* **RECORDED DATA**
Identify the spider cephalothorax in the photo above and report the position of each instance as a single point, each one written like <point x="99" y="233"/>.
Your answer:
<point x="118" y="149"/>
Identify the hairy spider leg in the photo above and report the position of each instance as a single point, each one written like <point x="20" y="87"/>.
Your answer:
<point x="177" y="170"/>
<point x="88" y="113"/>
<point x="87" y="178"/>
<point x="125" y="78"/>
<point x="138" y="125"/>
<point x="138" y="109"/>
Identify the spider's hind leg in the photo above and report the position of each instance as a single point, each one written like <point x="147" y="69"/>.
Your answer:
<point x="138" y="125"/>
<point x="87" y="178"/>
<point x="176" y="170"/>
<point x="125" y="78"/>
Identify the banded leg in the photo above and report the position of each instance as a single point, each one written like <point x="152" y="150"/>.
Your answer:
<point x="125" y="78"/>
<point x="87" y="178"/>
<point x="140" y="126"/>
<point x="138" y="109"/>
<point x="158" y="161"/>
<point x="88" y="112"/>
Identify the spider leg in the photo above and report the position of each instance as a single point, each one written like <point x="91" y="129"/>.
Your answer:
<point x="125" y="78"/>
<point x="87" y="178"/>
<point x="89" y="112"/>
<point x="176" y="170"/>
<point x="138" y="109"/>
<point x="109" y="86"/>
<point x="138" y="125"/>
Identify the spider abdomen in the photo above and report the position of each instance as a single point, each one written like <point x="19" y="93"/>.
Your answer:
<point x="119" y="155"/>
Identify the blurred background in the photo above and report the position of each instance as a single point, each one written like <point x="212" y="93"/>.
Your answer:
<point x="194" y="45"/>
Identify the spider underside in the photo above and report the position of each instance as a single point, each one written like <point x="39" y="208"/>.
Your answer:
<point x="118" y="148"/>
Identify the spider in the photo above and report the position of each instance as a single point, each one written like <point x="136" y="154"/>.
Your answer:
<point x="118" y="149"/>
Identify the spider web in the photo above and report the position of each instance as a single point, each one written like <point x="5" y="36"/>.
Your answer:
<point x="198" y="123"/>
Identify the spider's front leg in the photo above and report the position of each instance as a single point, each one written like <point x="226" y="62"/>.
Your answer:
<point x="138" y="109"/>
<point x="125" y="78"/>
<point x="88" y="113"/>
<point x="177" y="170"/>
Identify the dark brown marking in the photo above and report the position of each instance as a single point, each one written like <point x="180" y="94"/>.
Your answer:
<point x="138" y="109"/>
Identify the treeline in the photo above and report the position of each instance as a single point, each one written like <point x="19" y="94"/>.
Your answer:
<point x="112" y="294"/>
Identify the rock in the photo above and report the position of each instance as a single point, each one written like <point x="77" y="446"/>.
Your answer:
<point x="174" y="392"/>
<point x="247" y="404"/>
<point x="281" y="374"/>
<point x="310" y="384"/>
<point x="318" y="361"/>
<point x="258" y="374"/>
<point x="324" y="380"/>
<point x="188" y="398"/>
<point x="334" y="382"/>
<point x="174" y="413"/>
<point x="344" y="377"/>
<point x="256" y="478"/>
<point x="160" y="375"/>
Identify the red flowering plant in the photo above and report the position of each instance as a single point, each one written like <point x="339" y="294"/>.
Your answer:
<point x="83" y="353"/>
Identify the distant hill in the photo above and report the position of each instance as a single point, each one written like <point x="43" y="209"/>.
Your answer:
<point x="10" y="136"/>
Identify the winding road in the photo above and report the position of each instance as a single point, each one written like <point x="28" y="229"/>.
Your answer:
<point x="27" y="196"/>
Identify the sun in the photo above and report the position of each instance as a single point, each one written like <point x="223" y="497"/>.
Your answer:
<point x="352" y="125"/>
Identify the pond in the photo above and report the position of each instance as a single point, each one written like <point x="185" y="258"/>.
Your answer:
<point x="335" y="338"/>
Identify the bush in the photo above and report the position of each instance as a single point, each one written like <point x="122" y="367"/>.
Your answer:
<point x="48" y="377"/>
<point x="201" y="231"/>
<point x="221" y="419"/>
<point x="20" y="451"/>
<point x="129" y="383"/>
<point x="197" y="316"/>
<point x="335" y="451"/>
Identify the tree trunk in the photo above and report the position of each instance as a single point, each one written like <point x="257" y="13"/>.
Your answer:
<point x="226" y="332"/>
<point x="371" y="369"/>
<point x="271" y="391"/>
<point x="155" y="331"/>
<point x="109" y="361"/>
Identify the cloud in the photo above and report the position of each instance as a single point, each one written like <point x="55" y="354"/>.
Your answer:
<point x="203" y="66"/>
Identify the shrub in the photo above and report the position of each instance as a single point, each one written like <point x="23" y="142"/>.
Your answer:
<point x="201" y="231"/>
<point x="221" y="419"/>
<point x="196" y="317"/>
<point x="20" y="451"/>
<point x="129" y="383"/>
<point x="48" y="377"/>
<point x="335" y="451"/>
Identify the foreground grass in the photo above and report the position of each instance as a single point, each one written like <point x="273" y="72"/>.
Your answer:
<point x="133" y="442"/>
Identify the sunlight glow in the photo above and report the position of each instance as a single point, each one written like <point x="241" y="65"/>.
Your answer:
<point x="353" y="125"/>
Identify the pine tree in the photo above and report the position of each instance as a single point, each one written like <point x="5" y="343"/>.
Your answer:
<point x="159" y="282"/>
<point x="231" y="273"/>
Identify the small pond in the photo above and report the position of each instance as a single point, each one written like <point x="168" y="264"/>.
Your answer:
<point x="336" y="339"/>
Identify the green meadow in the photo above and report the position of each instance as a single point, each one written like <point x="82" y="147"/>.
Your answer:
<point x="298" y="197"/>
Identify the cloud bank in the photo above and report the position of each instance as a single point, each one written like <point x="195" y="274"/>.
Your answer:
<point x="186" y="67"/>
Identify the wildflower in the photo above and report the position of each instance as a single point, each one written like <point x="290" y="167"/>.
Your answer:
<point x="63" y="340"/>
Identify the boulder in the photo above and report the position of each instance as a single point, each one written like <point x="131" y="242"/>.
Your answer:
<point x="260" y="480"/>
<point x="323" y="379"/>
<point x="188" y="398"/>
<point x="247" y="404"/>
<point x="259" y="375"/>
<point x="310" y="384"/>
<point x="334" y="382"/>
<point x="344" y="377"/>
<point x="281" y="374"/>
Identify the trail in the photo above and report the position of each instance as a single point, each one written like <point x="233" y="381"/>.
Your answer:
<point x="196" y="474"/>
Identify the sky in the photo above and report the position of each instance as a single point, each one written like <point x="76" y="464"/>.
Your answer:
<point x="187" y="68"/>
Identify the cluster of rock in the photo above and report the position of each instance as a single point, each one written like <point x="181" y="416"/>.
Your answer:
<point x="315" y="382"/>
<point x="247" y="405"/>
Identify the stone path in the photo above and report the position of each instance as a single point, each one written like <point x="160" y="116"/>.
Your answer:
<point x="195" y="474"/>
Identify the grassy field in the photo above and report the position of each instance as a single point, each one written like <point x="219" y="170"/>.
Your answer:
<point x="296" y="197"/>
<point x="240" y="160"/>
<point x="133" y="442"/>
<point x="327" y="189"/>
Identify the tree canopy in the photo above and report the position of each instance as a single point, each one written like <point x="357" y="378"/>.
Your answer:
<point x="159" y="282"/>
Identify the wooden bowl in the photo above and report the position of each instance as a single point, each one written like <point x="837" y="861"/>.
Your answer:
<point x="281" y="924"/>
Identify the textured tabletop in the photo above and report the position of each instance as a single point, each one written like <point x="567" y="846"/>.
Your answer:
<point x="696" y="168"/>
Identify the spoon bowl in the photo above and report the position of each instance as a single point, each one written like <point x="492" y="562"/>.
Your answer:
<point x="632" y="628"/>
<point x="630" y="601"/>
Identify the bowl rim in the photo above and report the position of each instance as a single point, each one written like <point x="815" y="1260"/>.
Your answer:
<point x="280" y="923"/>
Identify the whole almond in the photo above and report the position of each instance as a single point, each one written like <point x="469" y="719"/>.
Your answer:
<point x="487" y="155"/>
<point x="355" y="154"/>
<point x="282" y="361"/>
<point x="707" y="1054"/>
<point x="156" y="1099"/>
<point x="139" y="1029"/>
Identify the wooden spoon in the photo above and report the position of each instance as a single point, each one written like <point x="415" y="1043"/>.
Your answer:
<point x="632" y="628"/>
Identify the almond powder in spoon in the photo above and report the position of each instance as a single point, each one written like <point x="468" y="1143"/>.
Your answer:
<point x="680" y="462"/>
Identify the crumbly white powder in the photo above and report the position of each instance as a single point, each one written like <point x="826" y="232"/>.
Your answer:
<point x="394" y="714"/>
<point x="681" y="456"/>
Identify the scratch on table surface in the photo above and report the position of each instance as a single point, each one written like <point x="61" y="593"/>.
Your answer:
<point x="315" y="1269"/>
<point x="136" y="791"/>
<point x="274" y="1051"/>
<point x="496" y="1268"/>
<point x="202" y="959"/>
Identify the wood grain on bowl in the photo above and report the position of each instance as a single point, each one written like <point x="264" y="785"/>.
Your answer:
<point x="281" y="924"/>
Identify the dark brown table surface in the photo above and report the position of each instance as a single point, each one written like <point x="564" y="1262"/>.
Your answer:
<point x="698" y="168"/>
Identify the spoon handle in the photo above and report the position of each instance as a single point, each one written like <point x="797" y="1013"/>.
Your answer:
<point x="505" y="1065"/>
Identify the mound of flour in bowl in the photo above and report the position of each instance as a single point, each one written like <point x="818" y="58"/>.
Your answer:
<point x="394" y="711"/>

* **WHAT THE TASK REQUIRES**
Within the material above, the line with "Identify the winding" opens the range and the line with "Identify the foreground" closes it; reproduce that range word for word.

* **OUTPUT FOR THIS TASK**
Identify the winding road in the photo above and report the position of each instance as a single point, each one written like <point x="28" y="229"/>.
Your answer:
<point x="27" y="196"/>
Identify the sun in the photo above and report the position of each instance as a single point, each one written like <point x="223" y="497"/>.
Your answer:
<point x="352" y="125"/>
Identify the pond in the photo above and report the position of each instance as a single point, each one written like <point x="185" y="258"/>.
Your answer:
<point x="335" y="338"/>
Identify the bush in the photo above and report the position of each instance as a single point, each one written like <point x="122" y="367"/>.
Your answer:
<point x="48" y="377"/>
<point x="201" y="231"/>
<point x="221" y="419"/>
<point x="20" y="451"/>
<point x="129" y="383"/>
<point x="197" y="316"/>
<point x="335" y="451"/>
Identify the tree trunk in the photo above and report the position of each instance as a single point, each one written like <point x="257" y="13"/>.
Your answer:
<point x="226" y="332"/>
<point x="371" y="369"/>
<point x="271" y="391"/>
<point x="155" y="331"/>
<point x="109" y="361"/>
Identify the cloud in the photo above and report the position of each instance as a single point, each one written like <point x="55" y="354"/>.
Your answer:
<point x="203" y="66"/>
Identify the shrub in the photo above and report the position of each instance as a single point, each one written like <point x="23" y="142"/>.
Your answer:
<point x="201" y="231"/>
<point x="221" y="419"/>
<point x="196" y="317"/>
<point x="20" y="451"/>
<point x="129" y="383"/>
<point x="48" y="377"/>
<point x="335" y="451"/>
Identify the foreground grass in the photo above and report the position of each instance as a single point, each one written like <point x="273" y="72"/>.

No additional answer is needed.